[Stored data]

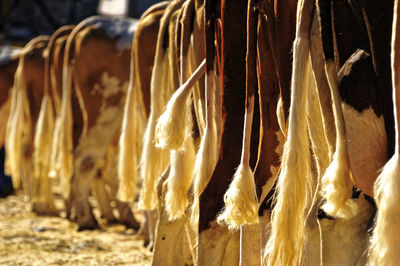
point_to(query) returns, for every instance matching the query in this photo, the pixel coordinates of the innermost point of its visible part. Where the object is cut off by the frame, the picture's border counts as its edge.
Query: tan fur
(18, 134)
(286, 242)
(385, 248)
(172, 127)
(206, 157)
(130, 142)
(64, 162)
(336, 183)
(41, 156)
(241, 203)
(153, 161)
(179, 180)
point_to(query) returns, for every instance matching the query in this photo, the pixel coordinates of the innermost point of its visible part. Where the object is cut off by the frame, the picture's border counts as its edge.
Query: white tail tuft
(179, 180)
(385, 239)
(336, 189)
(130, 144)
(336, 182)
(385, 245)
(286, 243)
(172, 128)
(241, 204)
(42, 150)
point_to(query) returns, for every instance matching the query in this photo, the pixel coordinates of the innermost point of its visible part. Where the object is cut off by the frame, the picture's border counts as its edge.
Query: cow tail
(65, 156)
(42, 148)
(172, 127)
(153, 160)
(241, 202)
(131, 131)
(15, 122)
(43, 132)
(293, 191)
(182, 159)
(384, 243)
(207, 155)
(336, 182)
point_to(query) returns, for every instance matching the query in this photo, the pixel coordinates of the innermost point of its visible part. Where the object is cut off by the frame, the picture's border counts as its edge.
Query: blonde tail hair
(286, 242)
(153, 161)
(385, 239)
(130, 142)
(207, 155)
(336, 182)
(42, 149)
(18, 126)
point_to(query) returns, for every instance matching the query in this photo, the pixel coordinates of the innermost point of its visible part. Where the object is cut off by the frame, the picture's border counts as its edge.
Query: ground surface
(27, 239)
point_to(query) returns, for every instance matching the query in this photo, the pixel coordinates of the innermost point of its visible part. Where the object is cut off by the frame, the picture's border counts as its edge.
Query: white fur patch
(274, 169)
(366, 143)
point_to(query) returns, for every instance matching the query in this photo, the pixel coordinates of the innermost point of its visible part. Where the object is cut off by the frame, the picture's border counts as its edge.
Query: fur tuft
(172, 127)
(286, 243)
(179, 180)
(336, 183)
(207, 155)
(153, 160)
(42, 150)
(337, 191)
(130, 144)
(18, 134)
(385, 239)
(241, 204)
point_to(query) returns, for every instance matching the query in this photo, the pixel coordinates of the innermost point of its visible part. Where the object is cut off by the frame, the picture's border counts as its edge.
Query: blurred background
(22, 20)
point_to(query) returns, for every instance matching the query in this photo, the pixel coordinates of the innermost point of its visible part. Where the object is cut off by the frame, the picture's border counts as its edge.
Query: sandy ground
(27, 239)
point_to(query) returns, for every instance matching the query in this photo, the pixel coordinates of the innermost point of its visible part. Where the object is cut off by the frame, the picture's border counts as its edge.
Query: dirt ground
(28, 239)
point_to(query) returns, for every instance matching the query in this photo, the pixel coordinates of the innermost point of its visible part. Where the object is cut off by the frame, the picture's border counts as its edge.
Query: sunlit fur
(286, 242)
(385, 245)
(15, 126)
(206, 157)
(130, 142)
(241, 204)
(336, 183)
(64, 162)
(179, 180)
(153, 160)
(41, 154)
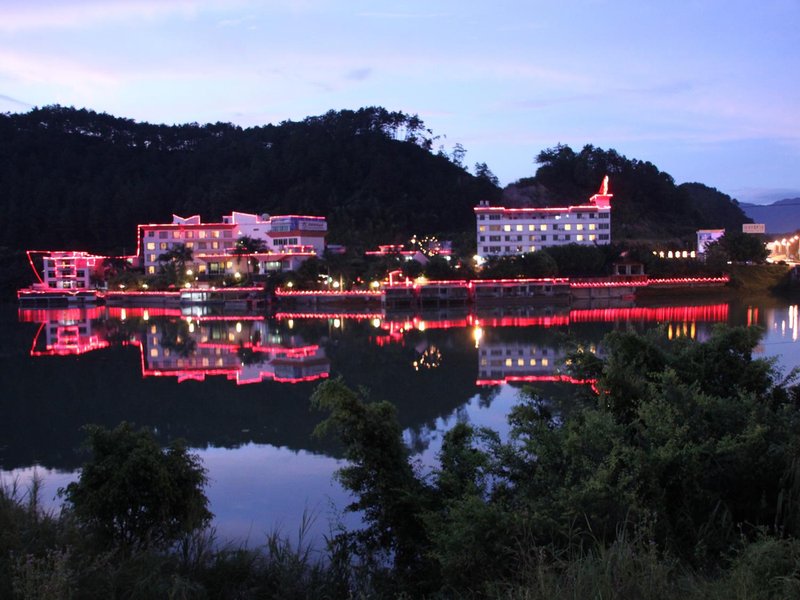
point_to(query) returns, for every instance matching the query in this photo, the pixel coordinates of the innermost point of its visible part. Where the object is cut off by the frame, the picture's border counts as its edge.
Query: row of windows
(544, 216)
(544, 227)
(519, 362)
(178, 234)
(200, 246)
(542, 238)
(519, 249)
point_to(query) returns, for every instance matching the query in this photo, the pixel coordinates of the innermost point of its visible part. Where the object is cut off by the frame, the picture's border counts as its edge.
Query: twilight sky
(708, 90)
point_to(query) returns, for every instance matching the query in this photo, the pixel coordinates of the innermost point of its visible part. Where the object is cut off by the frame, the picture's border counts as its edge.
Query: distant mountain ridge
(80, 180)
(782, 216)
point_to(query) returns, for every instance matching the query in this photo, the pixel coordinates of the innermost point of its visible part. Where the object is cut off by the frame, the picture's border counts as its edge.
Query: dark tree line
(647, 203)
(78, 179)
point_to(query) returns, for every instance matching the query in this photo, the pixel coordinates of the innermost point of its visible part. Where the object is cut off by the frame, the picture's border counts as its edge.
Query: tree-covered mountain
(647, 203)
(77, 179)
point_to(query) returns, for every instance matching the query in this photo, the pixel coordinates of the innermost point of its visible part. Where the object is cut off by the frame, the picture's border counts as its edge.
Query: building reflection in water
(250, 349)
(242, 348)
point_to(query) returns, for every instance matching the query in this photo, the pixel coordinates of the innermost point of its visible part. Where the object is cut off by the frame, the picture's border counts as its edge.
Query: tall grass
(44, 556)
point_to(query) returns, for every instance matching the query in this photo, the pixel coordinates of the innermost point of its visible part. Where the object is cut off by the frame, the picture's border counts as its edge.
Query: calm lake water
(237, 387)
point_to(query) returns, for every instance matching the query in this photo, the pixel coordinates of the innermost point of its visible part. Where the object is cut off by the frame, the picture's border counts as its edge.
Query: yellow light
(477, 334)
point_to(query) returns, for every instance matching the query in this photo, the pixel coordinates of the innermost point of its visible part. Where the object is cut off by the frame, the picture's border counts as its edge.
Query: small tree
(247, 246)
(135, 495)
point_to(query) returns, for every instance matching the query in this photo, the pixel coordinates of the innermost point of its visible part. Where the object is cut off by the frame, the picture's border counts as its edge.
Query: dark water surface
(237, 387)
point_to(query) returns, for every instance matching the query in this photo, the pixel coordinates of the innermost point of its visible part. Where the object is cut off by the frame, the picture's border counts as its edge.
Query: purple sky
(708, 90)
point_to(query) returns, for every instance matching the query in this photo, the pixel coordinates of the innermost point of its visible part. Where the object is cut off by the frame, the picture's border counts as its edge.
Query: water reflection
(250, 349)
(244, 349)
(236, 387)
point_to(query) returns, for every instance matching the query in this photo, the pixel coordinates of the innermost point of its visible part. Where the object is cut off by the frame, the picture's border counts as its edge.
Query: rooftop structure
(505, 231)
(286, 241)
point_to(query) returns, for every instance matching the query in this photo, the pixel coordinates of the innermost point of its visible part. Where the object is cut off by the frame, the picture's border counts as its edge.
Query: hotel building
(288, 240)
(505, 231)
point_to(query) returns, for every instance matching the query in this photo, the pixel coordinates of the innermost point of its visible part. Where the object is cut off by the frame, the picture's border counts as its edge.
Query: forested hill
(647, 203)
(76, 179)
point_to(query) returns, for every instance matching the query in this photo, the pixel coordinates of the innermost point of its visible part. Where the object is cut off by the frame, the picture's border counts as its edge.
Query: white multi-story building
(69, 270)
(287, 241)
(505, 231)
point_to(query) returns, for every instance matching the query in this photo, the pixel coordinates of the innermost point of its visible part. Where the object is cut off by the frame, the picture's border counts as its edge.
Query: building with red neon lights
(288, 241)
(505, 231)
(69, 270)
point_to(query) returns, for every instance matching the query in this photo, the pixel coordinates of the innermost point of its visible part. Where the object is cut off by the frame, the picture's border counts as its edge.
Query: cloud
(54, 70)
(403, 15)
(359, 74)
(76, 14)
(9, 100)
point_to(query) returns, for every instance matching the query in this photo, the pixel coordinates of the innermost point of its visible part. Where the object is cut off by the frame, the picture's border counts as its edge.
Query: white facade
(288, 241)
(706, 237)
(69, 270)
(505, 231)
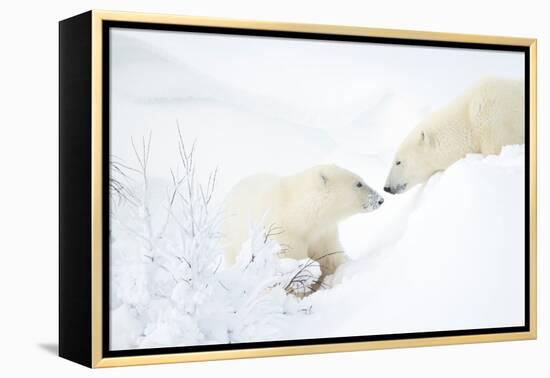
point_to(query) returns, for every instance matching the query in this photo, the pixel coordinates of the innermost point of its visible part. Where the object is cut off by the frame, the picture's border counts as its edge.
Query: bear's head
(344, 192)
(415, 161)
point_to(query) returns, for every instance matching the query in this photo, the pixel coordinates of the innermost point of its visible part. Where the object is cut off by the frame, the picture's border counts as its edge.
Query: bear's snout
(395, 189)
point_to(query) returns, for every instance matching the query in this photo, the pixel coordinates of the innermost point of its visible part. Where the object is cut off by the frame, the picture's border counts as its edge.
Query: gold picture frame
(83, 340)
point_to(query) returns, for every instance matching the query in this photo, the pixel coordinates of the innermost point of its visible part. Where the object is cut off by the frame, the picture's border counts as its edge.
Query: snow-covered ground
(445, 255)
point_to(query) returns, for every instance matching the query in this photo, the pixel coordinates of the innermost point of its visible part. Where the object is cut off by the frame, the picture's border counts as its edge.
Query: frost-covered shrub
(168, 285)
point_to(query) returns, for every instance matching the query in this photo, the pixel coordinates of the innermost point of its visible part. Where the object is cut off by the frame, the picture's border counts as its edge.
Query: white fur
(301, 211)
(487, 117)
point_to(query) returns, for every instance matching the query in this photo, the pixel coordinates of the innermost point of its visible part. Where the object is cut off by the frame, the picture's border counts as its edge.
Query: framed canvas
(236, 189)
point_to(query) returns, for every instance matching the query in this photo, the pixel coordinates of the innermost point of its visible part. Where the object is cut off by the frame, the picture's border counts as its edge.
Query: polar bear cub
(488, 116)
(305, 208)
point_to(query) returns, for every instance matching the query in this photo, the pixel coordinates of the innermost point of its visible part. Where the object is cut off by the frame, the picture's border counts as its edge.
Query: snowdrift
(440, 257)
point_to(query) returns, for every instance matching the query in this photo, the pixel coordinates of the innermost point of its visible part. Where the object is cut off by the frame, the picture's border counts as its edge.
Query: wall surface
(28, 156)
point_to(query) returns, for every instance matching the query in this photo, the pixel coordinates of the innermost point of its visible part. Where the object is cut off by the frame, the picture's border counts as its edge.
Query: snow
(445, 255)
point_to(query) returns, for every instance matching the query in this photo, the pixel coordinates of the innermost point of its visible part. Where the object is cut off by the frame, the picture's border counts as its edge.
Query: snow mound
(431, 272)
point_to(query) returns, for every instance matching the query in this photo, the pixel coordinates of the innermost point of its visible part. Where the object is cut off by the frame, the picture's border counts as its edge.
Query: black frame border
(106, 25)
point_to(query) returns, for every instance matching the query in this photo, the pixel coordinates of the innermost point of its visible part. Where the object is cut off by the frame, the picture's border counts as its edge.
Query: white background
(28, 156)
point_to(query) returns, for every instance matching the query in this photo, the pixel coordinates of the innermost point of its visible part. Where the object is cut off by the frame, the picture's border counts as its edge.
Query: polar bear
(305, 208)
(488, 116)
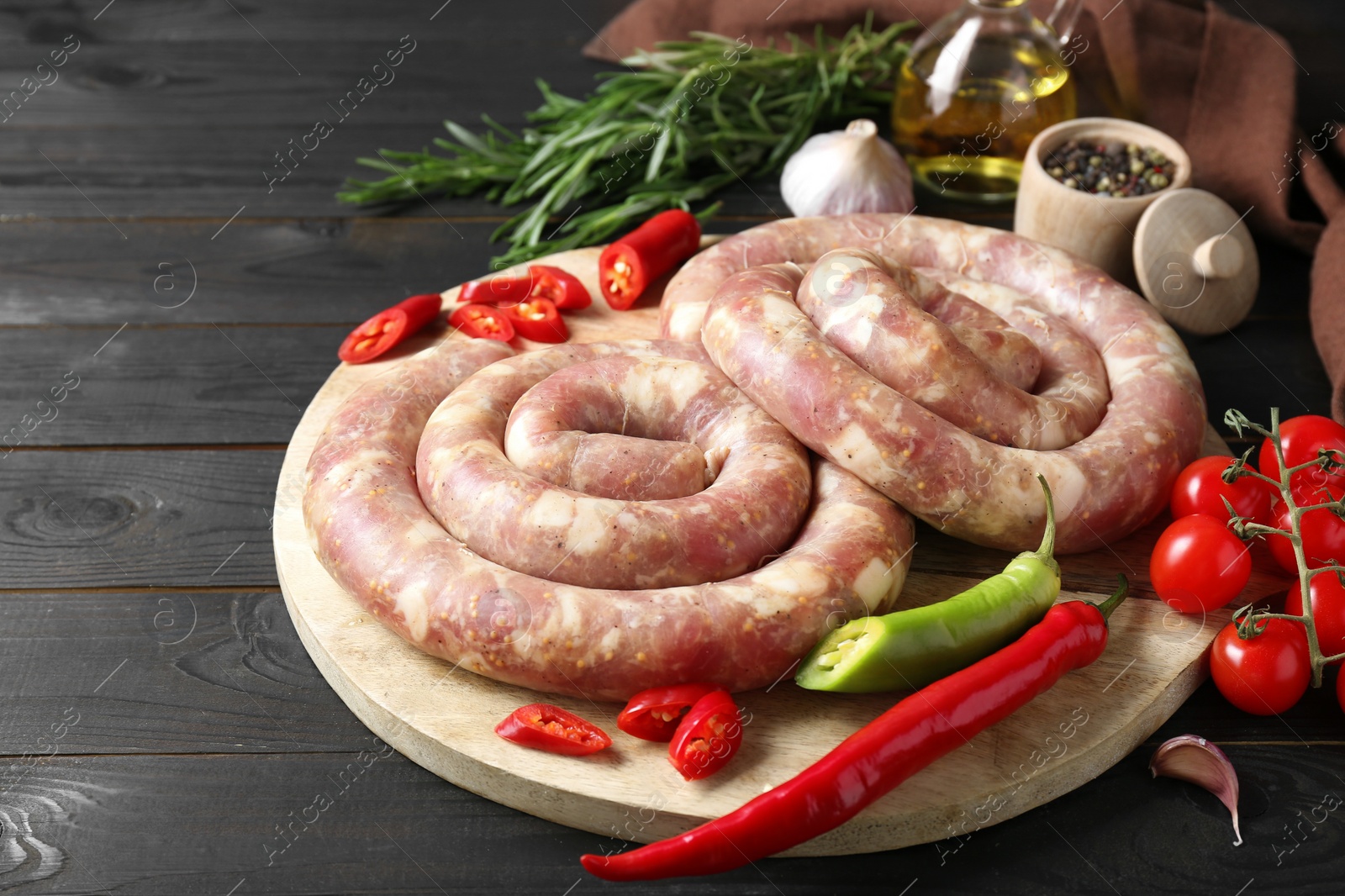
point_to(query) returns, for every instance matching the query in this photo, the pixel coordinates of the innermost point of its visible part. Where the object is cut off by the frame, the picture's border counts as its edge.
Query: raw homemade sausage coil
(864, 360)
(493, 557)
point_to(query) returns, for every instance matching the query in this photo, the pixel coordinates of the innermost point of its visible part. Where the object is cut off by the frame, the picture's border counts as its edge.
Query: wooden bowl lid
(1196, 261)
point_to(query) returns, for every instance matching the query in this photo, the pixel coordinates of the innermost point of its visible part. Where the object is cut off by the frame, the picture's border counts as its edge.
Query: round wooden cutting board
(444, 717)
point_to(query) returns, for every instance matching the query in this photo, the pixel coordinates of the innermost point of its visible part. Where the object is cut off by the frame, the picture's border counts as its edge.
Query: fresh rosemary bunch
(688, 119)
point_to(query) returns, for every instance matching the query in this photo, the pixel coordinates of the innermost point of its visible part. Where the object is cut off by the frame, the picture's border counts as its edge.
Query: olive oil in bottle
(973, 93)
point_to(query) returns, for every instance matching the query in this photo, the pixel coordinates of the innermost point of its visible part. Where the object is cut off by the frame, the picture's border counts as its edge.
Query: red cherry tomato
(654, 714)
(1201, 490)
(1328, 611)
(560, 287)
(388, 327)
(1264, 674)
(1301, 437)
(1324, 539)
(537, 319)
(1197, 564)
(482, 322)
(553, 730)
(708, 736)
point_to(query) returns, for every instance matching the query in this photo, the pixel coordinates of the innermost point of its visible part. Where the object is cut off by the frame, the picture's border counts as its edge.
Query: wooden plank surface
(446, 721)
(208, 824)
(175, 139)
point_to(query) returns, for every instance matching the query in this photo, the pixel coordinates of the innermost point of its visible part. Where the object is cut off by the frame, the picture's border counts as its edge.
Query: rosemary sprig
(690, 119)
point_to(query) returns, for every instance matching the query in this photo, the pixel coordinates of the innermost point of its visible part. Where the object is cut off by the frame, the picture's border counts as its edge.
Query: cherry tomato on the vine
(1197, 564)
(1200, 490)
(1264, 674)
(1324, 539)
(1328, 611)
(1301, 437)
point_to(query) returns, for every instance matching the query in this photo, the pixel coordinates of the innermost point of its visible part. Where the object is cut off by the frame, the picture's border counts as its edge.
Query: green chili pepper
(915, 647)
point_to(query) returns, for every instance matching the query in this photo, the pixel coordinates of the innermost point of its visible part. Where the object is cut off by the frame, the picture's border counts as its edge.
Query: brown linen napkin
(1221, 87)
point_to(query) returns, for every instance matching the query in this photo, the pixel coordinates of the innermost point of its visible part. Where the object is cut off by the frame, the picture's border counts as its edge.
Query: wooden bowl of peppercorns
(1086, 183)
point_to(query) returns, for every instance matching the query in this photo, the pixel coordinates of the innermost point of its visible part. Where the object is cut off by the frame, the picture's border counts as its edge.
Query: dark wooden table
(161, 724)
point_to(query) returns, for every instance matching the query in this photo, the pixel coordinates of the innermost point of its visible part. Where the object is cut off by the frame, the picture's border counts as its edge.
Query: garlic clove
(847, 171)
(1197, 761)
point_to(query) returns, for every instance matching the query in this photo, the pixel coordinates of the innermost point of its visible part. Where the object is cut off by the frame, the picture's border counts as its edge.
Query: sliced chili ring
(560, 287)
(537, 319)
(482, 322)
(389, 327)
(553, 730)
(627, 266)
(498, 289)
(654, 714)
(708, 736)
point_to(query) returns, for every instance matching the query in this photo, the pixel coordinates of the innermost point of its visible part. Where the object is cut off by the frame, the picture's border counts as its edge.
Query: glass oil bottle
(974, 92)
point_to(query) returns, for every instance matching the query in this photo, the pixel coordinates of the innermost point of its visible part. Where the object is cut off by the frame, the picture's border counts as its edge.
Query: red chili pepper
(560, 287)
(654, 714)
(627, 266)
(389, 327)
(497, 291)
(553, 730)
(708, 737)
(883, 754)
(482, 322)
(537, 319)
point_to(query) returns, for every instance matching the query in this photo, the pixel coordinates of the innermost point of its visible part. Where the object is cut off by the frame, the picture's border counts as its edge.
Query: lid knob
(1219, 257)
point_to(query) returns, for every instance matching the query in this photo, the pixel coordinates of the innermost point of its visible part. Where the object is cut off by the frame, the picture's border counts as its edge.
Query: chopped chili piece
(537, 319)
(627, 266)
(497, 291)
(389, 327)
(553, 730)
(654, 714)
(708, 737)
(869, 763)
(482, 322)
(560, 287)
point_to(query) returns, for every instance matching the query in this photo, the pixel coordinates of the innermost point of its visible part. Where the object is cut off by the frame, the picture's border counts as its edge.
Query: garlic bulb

[/Stored data]

- Task prompt -
Would you please repeat, exactly as written, the lines from the one containing "Query: sliced chili ring" through the end of the listing above, including both, and only those?

- Solution -
Query: sliced chili ring
(560, 287)
(537, 319)
(482, 322)
(389, 327)
(553, 730)
(627, 266)
(498, 289)
(654, 714)
(708, 736)
point_to(query) returns, for every instance matching the query in this photo, the pixel coordinates of the innermost point of its visible part. Where the object is cut off by the frame, the picture's border counts as its edge.
Query: glass oil bottle
(974, 92)
point_to(query) returns, for every instance matching the query in this photo, the pixel coordinates of the innermost point of its visible part. Where the object is cut off by the frame, the picture's border counts as its edge.
Query: red chili pepper
(560, 287)
(654, 714)
(627, 266)
(389, 327)
(497, 291)
(553, 730)
(708, 737)
(883, 754)
(482, 322)
(537, 319)
point_to(query) returns, for every instance matching the query in this photo, the pixel coordinates of the innermost point of its visible part. Where the object is cut off by the frame, the picture's border counts as its edge.
Query: lid knob
(1219, 257)
point_to(query) returns, for every instance matching the query in this photo, the pixel coordinates of the innermost point of its visible part. Where the object is cut off by the frame, the picture's border counts as its edge.
Query: chopped chili piece
(537, 319)
(627, 266)
(497, 291)
(389, 327)
(553, 730)
(654, 714)
(708, 737)
(869, 763)
(482, 322)
(560, 287)
point_to(query) returns, for every instance matching the query in this photo, the pixel coordinates of the innermost point of its visible part. Where the object is cut off by the frame, the picture's border counts as its edge.
Query: garlic bulb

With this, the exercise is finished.